### Requirements
Please write out every line of the items below again, and multiply each coordinate in the marker pairs by 1.4, rounding to the nearest whole number with halves going up. Keep every other line unchanged.

### Raw data
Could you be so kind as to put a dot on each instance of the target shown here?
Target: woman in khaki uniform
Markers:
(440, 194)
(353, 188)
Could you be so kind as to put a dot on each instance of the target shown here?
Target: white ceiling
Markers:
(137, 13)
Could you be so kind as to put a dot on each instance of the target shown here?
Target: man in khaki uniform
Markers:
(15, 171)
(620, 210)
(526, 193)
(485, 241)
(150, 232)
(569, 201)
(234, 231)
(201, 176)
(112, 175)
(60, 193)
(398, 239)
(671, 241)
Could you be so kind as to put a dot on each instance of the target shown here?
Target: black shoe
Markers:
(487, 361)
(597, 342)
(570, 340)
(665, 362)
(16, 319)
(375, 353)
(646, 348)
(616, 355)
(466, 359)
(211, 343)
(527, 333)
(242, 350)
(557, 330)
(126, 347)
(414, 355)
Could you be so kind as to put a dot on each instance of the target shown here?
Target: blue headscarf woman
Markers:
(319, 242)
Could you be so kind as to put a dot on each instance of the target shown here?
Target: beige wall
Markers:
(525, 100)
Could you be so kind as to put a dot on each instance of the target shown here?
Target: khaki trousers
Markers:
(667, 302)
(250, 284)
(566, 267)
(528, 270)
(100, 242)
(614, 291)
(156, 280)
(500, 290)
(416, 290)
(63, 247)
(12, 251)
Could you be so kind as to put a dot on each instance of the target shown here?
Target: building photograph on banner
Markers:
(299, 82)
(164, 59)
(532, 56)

### Output for this task
Could you be so kind as to put a dot on each instance of the target shown here?
Target: woman in khaki uniform
Markers:
(616, 272)
(494, 263)
Could you be so kind as to put a dot on each instance of the target shown here?
Target: white ceiling
Markers:
(192, 18)
Could you be so kind as to put a dot on each instance of the target shown here?
Target: man in khaki uniform
Markers:
(21, 239)
(868, 294)
(736, 270)
(679, 337)
(210, 325)
(797, 281)
(328, 323)
(281, 246)
(157, 245)
(84, 270)
(557, 335)
(939, 337)
Could you be so kind as to put a dot on each instance of the target shown here?
Target: black shoe
Markers:
(682, 505)
(836, 479)
(798, 476)
(931, 507)
(22, 447)
(525, 494)
(904, 487)
(862, 497)
(652, 503)
(295, 480)
(738, 466)
(339, 490)
(780, 462)
(176, 486)
(580, 497)
Could you be so kind as to put a dot on each instance of the target shown here?
Target: blue headscarf woman
Markers:
(447, 339)
Could you be so kind as to put a dot on each instance of the target shown here?
Target: beige wall
Markers:
(735, 140)
Could you be so kind as to put a dot on each instance of the target shown here?
Target: khaki trousers
Markers:
(934, 423)
(350, 398)
(792, 374)
(739, 378)
(140, 339)
(860, 407)
(218, 392)
(700, 406)
(582, 406)
(88, 346)
(17, 351)
Could you be so kind as to put a dot on each instance of the target shown here?
Target: building photograph on banner
Markers:
(419, 115)
(230, 83)
(745, 78)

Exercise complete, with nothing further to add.